_Your task_
Please reproduce these lines verbatim, covering only the part that opens with the line containing "query=man with gray beard --output=box" and closes with the line containing "[918,0,1024,552]", both ends included.

─── Data provided ───

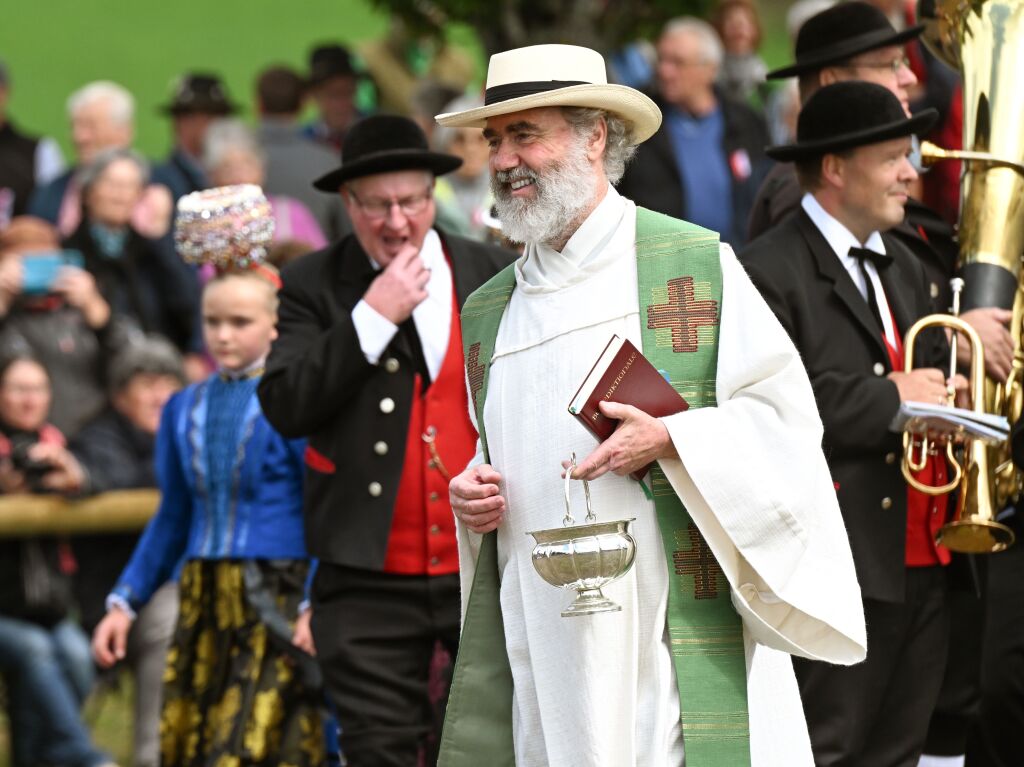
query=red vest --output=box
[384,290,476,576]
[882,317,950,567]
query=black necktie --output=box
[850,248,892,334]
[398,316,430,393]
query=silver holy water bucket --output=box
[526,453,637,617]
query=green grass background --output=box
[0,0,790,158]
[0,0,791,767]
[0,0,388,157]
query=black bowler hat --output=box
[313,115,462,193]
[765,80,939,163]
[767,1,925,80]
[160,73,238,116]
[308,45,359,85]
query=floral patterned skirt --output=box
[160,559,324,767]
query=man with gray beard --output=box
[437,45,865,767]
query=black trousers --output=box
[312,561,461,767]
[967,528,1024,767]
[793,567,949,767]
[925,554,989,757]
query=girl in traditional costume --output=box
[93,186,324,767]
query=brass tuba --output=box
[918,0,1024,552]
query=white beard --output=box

───
─── Data provided ───

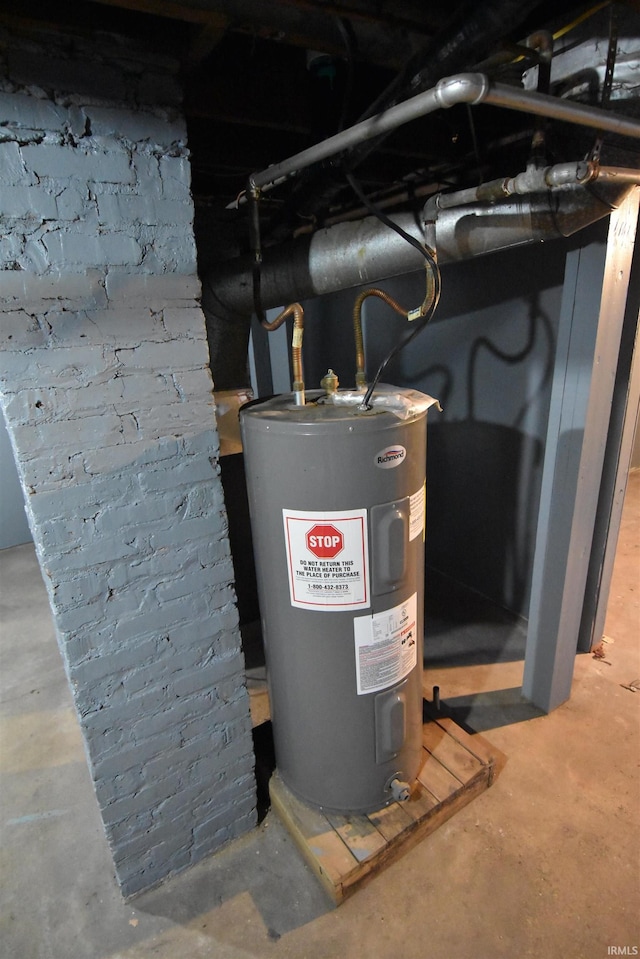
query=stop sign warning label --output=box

───
─── Data provided ───

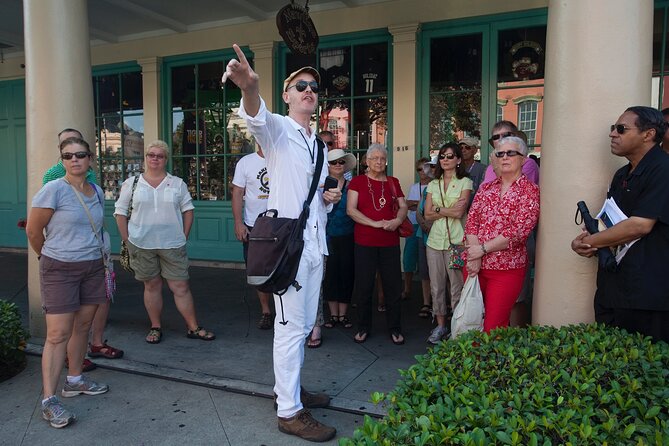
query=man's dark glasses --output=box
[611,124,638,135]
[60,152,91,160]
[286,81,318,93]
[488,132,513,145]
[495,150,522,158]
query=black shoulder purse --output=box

───

_The solution_
query=man with gray beard --output=box
[437,45,865,767]
query=black trousers --output=box
[312,561,461,767]
[967,528,1024,767]
[793,567,949,767]
[925,554,989,757]
query=girl in traditional costume --output=box
[93,186,324,767]
query=brass tuba --output=box
[918,0,1024,552]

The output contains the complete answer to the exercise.